[[ Available records open ]]

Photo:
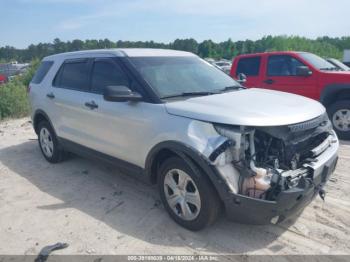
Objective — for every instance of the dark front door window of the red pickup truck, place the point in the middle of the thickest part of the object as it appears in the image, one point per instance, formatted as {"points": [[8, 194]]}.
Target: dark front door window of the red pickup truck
{"points": [[282, 65]]}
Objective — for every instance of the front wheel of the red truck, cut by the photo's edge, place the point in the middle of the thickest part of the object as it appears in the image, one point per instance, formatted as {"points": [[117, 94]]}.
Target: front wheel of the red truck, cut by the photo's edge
{"points": [[339, 114]]}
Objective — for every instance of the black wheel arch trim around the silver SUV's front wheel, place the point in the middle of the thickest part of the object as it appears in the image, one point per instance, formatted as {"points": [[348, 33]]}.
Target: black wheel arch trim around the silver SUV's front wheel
{"points": [[167, 149]]}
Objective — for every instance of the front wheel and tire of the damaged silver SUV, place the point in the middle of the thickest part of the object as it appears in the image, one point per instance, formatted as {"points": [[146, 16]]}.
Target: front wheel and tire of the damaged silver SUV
{"points": [[187, 194]]}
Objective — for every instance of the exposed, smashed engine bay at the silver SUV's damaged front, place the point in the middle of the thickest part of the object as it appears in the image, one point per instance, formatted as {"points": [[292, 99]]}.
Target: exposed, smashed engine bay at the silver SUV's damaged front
{"points": [[261, 162]]}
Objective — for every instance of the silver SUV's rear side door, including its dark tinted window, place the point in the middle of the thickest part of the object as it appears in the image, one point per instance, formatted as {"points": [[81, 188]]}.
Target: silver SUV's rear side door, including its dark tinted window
{"points": [[69, 94]]}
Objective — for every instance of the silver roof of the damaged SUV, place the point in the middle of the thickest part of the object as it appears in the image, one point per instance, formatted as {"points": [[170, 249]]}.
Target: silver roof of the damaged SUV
{"points": [[122, 52]]}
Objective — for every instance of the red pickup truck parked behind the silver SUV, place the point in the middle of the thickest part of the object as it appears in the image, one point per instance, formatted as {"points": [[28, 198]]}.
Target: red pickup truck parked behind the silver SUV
{"points": [[300, 73]]}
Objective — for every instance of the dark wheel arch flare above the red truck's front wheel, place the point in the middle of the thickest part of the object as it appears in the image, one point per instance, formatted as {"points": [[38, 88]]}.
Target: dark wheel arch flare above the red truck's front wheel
{"points": [[334, 92]]}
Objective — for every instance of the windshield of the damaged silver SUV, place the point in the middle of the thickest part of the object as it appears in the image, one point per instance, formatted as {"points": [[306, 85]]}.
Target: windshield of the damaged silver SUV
{"points": [[176, 76]]}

[[ Available records closed ]]

What to produce: Repeat the entries exactly, without pictures.

Reply to the task:
Photo:
Objective — for every instance of the dark front door window of the red pickup truck, place the point in the middle of the thickest part of the object as it appears in the image, one point per instance, formatted as {"points": [[8, 194]]}.
Target: dark front door window of the red pickup truck
{"points": [[282, 65]]}
Objective — for every instance of the front wheel of the red truck, cut by the photo's edge, place the point in the middle of the thickest part of the object as it appears in the image, one point per instance, formatted as {"points": [[117, 94]]}.
Target: front wheel of the red truck, cut by the photo's edge
{"points": [[339, 114]]}
Objective — for every instance of the black wheel arch trim around the silver SUV's front wheel, place the point in the middle of the thickest part of the object as it appears in the image, one point per instance, formatted as {"points": [[348, 33]]}.
Target: black wheel arch trim around the silver SUV's front wheel
{"points": [[167, 149]]}
Objective — for every instance of the front wheel and tire of the damaged silver SUV, place the point in the middle of the thickest part of the object as it appears in the image, one point per instance, formatted as {"points": [[146, 16]]}.
Target: front wheel and tire of the damaged silver SUV
{"points": [[187, 194]]}
Objective — for every instance of the exposed, smashed engine bay at the silver SUV's damaged front, place the point in the middle of the thickest part of the object as it appears in the image, one point per instance, formatted as {"points": [[292, 99]]}.
Target: exposed, smashed engine bay at the silver SUV's damaged front
{"points": [[261, 162]]}
Objective — for every instance of the silver SUV's rear side door, including its dark tinted window, place the point in the middle of the thickest part of the object as it appears in the image, one point per instance, formatted as {"points": [[81, 188]]}.
Target: silver SUV's rear side door, including its dark tinted window
{"points": [[69, 94]]}
Objective — for every instance of the silver roof of the damaged SUV, place the point in the middle of the thickest part of the object as it appears in the image, one point per instance, formatted as {"points": [[170, 249]]}.
Target: silver roof of the damaged SUV
{"points": [[122, 52]]}
Objective — for every instance of the red pickup truck parked behind the silver SUV, place the point in the middle of the thickest part of the object as it appears in the image, one point per instance, formatted as {"points": [[28, 198]]}.
Target: red pickup truck parked behind the silver SUV
{"points": [[300, 73]]}
Objective — for every instance of the dark wheel arch flare above the red truck's front wheel, place the point in the middle of the thickest part of the object as it appears in the image, one point per instance, formatted as {"points": [[38, 88]]}.
Target: dark wheel arch flare above the red truck's front wheel
{"points": [[334, 92]]}
Objective — for every instance of the windshield of the damaged silver SUV, place the point in the middle of the thickest part of the object as it appears in the image, one point per instance, formatted as {"points": [[306, 85]]}.
Target: windshield of the damaged silver SUV
{"points": [[176, 76]]}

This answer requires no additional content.